Text extract:

------------------------------------------------------------

He'll just delay and drag it out hoping to see if she's all in or not. I can't believe he thinks you'll just sit still for that. Seriously do you have any way of knowing what her mother's name is so you could contact her directly? Unless she has some reason for wanting her daughter to go after a middle-aged married man, I have to assume that she doesn't know she still is.


----------



## TC680

DownByTheRiver said:


> He'll just delay and drag it out hoping to see if she's all in or not. I can't believe he thinks you'll just sit still for that. Seriously do you have any way of knowing what her mother's name is so you could contact her directly? Unless she has some reason for wanting her daughter to go after a middle-aged married man, I have to assume that she doesn't know she still is.


To be honest I think the contact is mostly initiated by my husband. She has an older father and is comfortable around older men. She might like the attention from my husband but I think she looks at it as friendship and nothing more. It's the fact that he became 'fond' of her makes me not comfortable with their friendship.


----------



## jlg07

In all fairness, see a lawyer, get some papers drawn up. IIRC in Ireland, you need a 1 (maybe 3?) year separation before divorce?
GET that paperwork filled out, but no executed. 
Give yourself a timeframe for when YOU want his answer, and if he hasn't answered by then, give him the papers and have them filed. What HE wants in that regard doesn't matter. He doesn't want that, but YOU don't want him in an (at least) Emotional Affair with this young student either!.

------------------------------------------------------------

Stored rows:
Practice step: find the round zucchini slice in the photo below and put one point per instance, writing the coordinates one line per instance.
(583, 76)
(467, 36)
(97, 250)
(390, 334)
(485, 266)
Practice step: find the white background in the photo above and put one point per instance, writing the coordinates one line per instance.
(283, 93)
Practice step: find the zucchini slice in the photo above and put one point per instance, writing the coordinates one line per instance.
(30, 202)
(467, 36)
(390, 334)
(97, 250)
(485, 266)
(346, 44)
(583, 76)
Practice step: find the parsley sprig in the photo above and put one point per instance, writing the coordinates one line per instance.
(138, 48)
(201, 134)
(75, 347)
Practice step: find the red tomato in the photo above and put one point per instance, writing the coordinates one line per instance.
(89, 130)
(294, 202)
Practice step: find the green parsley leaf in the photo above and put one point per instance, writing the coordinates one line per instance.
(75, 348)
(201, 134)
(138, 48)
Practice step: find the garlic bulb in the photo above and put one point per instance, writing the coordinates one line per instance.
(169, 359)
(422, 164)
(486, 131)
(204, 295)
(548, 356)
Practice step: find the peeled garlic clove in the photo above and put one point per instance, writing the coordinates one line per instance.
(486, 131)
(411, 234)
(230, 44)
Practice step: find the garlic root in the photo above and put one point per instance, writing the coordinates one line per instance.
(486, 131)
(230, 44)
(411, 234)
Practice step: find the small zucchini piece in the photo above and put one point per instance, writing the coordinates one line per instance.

------------------------------------------------------------

Stated goal 1:
Answer these questions about the forum thread:
(a) According to TC680, who mostly initiates the contact?
(b) How does TC680 describe the young woman's father?
(c) Which country does jlg07 mention?
Stated goal 2:
Reproduce the part of the forum thread between "To be honest" and "with their friendship.", inclusive.
The rows come from a different source than the forum thread.

Expected output 1:
(a) TC680's husband.
(b) He is older.
(c) Ireland.

Expected output 2:
To be honest I think the contact is mostly initiated by my husband. She has an older father and is comfortable around older men. She might like the attention from my husband but I think she looks at it as friendship and nothing more. It's the fact that he became 'fond' of her makes me not comfortable with their friendship.